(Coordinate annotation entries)
-- START --

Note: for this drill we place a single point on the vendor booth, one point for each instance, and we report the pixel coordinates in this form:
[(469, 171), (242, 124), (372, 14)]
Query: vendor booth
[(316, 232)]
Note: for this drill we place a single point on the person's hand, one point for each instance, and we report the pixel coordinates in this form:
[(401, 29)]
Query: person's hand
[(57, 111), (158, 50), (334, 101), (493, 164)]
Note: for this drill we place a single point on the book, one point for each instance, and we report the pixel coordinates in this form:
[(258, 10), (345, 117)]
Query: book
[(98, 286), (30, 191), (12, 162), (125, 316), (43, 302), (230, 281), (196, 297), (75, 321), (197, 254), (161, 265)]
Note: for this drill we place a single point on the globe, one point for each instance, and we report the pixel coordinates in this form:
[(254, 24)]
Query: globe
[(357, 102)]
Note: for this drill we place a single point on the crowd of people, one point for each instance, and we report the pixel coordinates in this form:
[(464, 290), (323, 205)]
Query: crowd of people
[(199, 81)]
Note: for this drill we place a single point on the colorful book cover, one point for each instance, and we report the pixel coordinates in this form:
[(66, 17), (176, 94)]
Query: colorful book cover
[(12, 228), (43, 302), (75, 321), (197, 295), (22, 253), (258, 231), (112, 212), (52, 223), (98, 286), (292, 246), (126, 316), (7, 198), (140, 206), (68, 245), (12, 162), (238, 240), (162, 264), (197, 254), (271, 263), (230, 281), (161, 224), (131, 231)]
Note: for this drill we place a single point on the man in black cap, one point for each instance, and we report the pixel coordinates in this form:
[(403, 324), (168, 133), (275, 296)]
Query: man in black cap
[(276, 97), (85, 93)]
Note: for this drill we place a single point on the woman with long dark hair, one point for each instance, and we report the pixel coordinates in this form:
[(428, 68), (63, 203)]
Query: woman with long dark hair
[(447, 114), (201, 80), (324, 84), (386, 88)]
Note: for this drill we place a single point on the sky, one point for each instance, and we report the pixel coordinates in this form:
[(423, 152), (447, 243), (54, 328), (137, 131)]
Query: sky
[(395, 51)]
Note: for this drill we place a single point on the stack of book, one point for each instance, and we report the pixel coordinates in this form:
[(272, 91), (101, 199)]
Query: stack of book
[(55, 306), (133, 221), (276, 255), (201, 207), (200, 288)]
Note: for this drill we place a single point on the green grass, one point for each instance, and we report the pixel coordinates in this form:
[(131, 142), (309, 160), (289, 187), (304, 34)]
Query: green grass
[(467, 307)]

-- END --

§ GIVEN PROBLEM:
Exactly reproduce every line of the data above.

§ ANSWER FOR THIS EXERCISE:
Note: for this drill we place a single point on the vendor booth, one point for each instance, and we report the pixel coordinates in this form:
[(469, 171), (242, 124), (372, 14)]
Query: vendor booth
[(316, 232)]
Note: for this drill we place a single point on the person's hand, one point for each instance, and we report the pixel coordinates in this form:
[(401, 29)]
Query: person's hand
[(57, 111), (158, 50), (334, 101), (493, 164)]
Note: for this drill we place a single point on the book, one point for each instance, and we report the pixel coordinates in this form:
[(258, 10), (345, 117)]
Query: book
[(98, 286), (30, 191), (12, 162), (125, 316), (43, 302), (230, 281), (196, 297), (75, 321), (197, 254), (161, 265)]
Note: for this drill we place a single point on the globe, one point for each instance, and we report the pixel coordinates in this form:
[(254, 24)]
Query: globe
[(357, 102)]
Note: for this drill we place a single point on the crowd of people, one point for each instance, and we report the pixel coordinates in this form:
[(464, 290), (323, 205)]
Query: crowd of people
[(199, 81)]
Note: for this drill we place a single point on the colorful book cover, one point for each instance, and we report the pixel coordinates in this form:
[(66, 17), (176, 94)]
Query: colorful book cover
[(12, 228), (43, 302), (75, 321), (197, 295), (22, 253), (258, 231), (112, 212), (52, 223), (98, 286), (292, 246), (126, 316), (7, 198), (140, 206), (68, 245), (12, 162), (238, 240), (162, 264), (197, 254), (271, 263), (230, 281), (161, 224), (131, 231)]
Note: for this drill we place a single point on the man in black cap, one point for each instance, and we report the pixel coordinates in this form:
[(403, 324), (168, 133), (275, 296)]
Query: man in black cap
[(276, 97), (85, 93)]
Note: for this drill we place a single point on the woman with long dark hair, one point for each instance, and we report the pixel coordinates in this form:
[(428, 68), (63, 203)]
Query: woman with long dark hair
[(447, 114), (201, 80), (324, 84), (386, 88)]
Note: for this drill we place a single point on the sky, one point for each instance, and we report the pixel coordinates in this form:
[(423, 152), (447, 243), (54, 328), (137, 131)]
Query: sky
[(395, 51)]
Note: for this drill we place a single point on the stack of book, one point for each instance, and we report the pixel coordinates in this form:
[(272, 91), (101, 199)]
Query: stack of book
[(55, 306), (133, 221), (276, 255), (201, 207), (200, 288)]
Note: for this drill we place a single point on the green grass, one point for each instance, and we report the pixel coordinates in this form:
[(131, 142), (309, 160), (289, 187), (304, 34)]
Query: green grass
[(467, 307)]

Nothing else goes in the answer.